— Tasks for this exercise —
A - Duplicate the part of the news story on boats leaving Tripoli that opens with the words containing "Passengers from the" and closes with "other in Lampedusa.".
B - In one to three sentences, explain why the people shown in the photo in the news story on boats leaving Tripoli were aboard an Italian police vessel.
C - Say whether each statement agrees with the news story on boats leaving Tripoli, answering yes or no and quoting the deciding words: (i) Libyans were among the people arriving in Italy and Malta. (ii) Five boats carrying 1,484 people reached Italy from Saturday evening onward. (iii) Linosa lies some 50 kilometres north-east of Lampedusa Island.

Some 2,000 people flee from Tripoli by boat to Italy and Malta

News Stories, 29 March 2011

© UNHCR/P.Behan
An Italian police vessel carrying people who were rescued from their foundering boat after setting off from Tunisia earlier this month in hopes of reaching Europe.

GENEVA, March 29 (UNHCR) For the first time since conflict erupted in Libya in mid-February, hundreds of people have been fleeing by boat from Tripoli in recent days across the Mediterranean Sea to Italy and Malta.

"Five boats have arrived in Italy since Saturday evening carrying 1,484 people. Two boats arrived in Malta yesterday with 535 passengers," UNHCR's chief spokesperson, Melissa Fleming, told journalists in Geneva on Tuesday. By midday, a third boat had arrived in Malta with 250 people.

"Most of them are Eritreans and Somalis, with many women and children among them, but there are also Ethiopians, Sudanese and a number of other nationalities. To date, Libyans do not appear to be among those arriving in either country," Fleming said.

Passengers from the first boat disembarked on the tiny island of Linosa, some 50 kilometres north-east of Italy's southernmost territory, Lampedusa Island. Two other boats arrived in Italy on Sunday and were also disembarked on Linosa before being transferred by ferry to Sicily. Two further boats arrived early this morning, one in Sicily and the other in Lampedusa.

— Information shown —
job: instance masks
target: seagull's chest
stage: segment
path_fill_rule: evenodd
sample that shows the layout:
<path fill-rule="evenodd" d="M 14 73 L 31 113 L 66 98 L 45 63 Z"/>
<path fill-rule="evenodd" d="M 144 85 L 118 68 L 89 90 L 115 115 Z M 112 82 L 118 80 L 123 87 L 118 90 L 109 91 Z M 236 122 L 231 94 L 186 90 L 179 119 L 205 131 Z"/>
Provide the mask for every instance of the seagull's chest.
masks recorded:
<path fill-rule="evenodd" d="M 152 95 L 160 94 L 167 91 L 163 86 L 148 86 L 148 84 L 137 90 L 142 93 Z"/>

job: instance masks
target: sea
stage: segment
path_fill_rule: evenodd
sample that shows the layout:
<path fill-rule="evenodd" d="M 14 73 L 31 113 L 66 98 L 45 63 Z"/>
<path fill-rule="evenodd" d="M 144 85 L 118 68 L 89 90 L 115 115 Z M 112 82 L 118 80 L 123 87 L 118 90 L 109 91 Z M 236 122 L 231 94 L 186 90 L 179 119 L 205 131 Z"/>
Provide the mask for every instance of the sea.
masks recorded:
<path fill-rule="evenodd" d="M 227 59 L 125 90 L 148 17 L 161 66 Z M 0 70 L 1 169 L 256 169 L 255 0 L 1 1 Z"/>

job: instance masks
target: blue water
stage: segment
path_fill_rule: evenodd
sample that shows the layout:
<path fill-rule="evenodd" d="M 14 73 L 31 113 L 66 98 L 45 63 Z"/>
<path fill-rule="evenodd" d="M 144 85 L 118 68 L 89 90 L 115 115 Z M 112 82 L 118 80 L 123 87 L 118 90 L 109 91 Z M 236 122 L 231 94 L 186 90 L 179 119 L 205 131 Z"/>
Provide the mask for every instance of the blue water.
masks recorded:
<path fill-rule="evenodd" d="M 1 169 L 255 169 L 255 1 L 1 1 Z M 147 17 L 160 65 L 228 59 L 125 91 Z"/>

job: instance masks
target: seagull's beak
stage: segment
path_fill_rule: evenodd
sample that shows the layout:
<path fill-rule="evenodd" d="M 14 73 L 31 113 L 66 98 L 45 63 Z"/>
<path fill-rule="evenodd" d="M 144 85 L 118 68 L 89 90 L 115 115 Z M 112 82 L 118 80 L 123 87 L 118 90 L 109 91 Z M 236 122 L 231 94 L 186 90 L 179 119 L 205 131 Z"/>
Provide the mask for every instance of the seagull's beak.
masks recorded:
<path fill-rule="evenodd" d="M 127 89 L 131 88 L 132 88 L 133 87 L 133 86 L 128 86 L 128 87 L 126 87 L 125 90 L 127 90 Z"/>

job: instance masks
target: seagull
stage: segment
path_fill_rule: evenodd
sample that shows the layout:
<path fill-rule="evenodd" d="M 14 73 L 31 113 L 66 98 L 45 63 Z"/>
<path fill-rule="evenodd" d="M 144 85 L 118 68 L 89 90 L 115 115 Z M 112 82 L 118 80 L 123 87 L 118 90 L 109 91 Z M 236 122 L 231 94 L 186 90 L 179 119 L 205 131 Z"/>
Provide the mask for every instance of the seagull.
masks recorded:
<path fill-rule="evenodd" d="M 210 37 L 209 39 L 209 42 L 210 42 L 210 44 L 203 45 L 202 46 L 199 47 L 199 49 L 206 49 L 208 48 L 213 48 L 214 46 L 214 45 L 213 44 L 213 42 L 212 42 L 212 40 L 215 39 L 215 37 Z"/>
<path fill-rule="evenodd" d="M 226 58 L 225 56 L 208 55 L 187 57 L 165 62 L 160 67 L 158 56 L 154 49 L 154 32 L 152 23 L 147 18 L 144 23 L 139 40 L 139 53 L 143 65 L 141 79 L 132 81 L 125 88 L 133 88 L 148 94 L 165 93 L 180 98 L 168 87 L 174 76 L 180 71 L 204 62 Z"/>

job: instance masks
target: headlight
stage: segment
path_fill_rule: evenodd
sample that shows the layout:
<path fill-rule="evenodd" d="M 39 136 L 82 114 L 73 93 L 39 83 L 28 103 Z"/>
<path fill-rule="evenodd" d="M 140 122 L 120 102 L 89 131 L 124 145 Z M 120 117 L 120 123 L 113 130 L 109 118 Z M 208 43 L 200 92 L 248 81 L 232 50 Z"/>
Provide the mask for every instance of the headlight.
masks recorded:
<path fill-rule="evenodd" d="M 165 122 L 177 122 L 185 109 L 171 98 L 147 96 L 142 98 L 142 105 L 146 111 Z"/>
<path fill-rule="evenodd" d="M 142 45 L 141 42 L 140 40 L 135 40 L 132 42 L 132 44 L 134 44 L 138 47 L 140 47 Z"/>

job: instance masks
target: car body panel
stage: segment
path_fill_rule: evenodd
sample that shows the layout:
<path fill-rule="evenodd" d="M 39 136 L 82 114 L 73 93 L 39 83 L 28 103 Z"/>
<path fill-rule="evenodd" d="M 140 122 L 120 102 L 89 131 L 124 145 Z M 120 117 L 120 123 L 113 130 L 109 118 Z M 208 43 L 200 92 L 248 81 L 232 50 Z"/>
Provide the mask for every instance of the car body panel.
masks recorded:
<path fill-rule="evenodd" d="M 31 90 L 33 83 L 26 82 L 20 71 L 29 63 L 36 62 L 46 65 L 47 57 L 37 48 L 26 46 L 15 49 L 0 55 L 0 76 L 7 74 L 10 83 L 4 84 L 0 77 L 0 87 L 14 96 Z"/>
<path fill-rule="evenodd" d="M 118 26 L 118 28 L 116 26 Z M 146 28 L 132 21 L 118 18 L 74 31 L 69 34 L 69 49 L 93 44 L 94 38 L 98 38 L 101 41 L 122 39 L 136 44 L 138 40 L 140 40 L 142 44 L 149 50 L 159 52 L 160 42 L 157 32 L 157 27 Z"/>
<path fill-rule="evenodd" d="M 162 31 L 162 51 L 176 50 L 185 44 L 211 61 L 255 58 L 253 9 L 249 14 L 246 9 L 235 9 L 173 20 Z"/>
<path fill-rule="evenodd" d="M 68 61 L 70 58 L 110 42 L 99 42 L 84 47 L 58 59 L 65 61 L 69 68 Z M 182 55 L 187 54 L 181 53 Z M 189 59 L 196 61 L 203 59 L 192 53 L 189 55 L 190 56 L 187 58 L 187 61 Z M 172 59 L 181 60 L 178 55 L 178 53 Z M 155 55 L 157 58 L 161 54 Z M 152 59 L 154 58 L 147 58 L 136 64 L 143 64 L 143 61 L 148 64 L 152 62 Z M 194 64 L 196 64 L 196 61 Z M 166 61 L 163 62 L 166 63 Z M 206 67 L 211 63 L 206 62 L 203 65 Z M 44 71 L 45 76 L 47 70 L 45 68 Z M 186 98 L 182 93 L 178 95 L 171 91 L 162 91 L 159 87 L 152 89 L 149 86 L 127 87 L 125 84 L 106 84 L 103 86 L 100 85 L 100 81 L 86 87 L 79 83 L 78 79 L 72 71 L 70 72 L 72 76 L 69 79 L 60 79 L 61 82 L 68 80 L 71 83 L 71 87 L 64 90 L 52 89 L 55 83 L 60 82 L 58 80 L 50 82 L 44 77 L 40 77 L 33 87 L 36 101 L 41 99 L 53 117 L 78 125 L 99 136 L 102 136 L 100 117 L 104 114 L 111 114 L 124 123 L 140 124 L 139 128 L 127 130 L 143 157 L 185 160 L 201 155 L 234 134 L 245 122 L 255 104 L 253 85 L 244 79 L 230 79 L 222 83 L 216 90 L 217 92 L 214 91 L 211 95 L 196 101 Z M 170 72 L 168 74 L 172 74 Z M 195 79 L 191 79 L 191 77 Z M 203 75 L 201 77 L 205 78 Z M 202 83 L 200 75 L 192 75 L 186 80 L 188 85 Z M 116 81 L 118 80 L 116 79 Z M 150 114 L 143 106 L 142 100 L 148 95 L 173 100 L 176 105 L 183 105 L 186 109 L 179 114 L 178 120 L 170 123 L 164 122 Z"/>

— Solution set —
A -
Passengers from the first boat disembarked on the tiny island of Linosa, some 50 kilometres north-east of Italy's southernmost territory, Lampedusa Island. Two other boats arrived in Italy on Sunday and were also disembarked on Linosa before being transferred by ferry to Sicily. Two further boats arrived early this morning, one in Sicily and the other in Lampedusa.

B - They had been rescued from their foundering boat. That boat had set off from Tunisia earlier in the month in hopes of reaching Europe.

C -
(i) No: "To date, Libyans do not appear to be among those arriving in either country"
(ii) Yes: "Five boats have arrived in Italy since Saturday evening carrying 1,484 people."
(iii) Yes: "the tiny island of Linosa, some 50 kilometres north-east of Italy's southernmost territory, Lampedusa Island"